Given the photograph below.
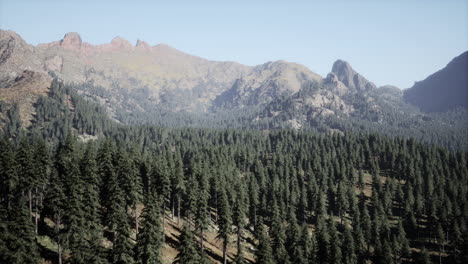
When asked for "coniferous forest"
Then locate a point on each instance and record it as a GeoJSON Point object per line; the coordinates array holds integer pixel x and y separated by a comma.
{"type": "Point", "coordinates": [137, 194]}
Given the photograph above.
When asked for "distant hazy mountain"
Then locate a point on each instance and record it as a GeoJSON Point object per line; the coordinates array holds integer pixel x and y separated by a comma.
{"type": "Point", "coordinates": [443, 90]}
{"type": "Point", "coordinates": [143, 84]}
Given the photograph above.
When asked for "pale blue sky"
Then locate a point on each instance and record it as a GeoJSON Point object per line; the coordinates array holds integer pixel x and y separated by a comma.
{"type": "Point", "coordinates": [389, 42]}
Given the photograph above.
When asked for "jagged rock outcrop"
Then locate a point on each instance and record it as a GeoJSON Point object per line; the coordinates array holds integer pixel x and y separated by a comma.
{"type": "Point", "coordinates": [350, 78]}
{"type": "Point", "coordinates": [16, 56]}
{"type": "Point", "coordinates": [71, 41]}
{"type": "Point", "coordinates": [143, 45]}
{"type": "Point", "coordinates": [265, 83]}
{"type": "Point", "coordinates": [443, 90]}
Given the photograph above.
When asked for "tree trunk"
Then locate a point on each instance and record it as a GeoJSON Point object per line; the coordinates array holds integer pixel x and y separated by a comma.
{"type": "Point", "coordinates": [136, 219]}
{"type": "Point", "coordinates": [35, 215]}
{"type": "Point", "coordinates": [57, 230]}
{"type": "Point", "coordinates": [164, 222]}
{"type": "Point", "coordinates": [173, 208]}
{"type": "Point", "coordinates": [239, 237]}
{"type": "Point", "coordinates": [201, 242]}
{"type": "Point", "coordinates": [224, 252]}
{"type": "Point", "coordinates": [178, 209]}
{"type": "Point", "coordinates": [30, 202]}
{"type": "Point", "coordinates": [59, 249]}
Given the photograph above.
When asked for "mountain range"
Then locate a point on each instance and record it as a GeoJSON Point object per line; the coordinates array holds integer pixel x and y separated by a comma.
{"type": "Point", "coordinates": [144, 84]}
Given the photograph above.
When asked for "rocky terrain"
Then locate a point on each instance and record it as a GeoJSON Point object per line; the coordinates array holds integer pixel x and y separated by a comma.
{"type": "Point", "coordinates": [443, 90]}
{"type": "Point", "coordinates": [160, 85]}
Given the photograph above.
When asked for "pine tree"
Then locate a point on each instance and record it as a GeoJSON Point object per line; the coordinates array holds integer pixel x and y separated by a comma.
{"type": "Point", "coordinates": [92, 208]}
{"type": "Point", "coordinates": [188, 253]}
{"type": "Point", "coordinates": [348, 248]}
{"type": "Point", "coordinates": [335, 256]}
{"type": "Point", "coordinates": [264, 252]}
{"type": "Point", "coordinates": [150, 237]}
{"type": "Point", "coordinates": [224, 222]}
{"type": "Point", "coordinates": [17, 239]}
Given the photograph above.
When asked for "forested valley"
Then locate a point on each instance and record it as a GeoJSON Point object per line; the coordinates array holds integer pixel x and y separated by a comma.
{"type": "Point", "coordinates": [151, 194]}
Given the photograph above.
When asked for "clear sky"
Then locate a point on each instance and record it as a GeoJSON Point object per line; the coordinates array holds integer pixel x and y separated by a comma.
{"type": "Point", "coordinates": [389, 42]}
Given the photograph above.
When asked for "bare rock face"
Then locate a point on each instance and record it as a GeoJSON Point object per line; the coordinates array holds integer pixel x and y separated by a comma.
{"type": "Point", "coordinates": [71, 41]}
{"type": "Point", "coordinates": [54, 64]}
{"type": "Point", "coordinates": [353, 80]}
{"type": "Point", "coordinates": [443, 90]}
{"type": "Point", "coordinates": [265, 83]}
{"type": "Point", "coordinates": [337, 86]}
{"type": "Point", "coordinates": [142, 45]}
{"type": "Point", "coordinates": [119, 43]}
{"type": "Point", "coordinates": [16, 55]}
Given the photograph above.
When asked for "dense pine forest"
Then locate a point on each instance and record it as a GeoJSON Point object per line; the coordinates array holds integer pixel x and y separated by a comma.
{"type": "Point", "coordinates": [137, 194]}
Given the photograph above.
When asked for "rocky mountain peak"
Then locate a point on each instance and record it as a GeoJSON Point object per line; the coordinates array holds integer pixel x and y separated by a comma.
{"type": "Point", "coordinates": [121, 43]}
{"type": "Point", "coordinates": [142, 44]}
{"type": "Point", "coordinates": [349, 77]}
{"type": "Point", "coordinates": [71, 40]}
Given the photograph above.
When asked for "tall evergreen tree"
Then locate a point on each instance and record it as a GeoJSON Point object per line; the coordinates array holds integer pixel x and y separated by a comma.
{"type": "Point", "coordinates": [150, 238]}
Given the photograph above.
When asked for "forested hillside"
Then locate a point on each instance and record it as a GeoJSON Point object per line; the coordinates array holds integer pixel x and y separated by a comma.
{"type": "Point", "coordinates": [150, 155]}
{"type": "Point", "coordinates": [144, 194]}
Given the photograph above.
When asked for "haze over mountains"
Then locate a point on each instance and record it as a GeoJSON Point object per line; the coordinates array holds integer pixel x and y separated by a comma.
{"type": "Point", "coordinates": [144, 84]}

==*==

__AIM OF THE EXERCISE__:
How many lines in the records above contain the string "forested", with case counting? Reply with the number alone.

__TASK ANSWER__:
2